▶

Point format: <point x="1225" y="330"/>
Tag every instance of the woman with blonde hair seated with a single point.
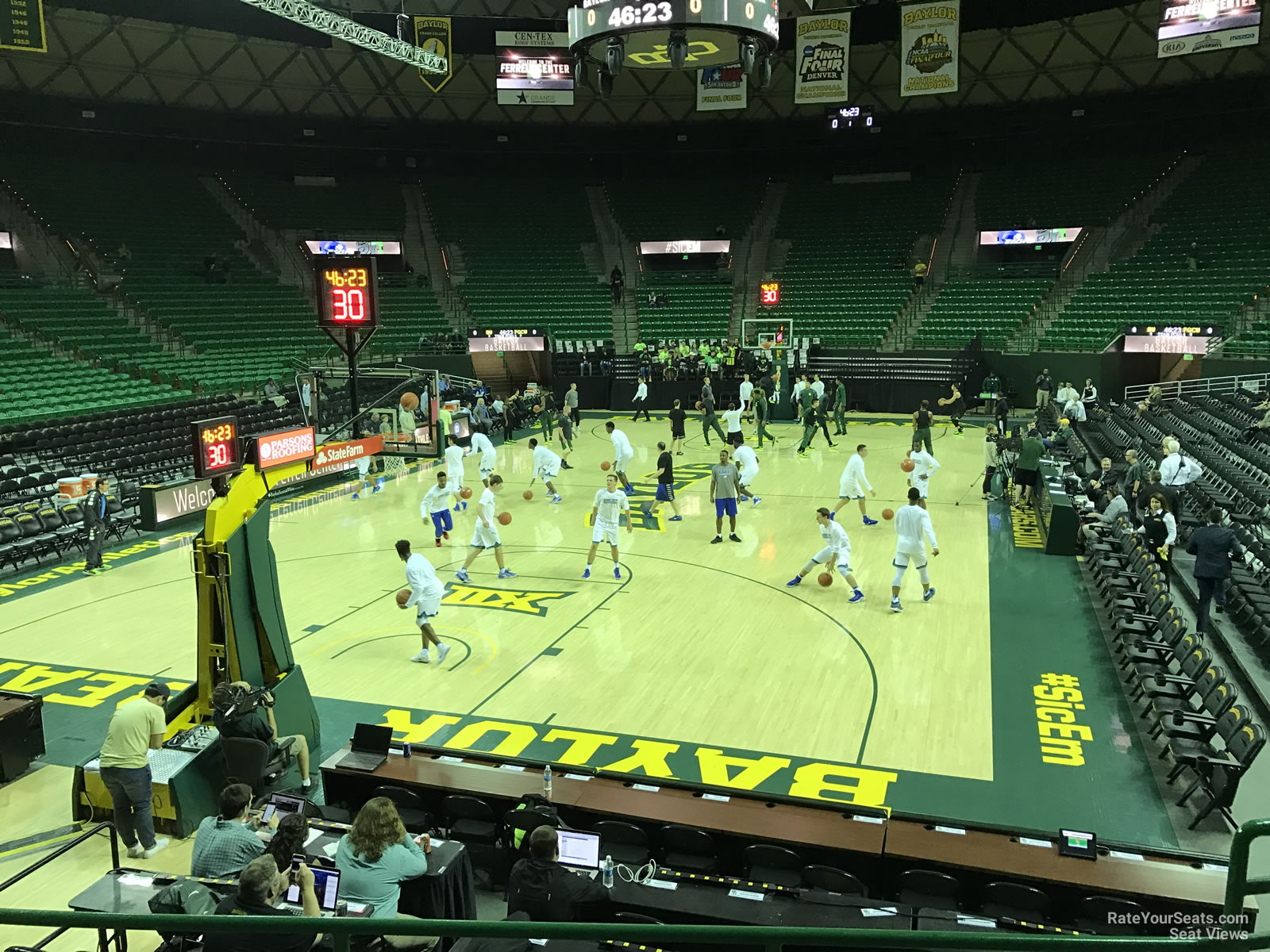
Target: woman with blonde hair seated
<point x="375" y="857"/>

◀
▶

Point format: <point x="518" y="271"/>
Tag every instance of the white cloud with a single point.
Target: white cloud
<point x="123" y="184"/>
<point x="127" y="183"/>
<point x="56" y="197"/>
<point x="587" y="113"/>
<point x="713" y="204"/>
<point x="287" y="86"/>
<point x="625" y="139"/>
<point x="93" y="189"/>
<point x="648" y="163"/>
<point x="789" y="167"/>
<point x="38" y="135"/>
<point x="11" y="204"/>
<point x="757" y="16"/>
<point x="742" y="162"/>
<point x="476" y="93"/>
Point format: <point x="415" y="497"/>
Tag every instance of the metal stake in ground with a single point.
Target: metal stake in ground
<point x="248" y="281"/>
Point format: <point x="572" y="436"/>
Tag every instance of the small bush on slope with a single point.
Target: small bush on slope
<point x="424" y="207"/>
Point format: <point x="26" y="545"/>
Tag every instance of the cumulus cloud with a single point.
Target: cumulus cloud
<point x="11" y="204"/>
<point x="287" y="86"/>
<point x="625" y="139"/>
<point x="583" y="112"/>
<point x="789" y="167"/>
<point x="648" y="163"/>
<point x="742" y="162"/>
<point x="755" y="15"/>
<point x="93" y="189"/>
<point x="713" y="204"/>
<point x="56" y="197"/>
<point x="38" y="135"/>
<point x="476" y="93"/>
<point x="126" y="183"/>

◀

Task to carry out
Count the rows above that contain the string "seated", with case counting, and reply with only the number.

Solved problem
2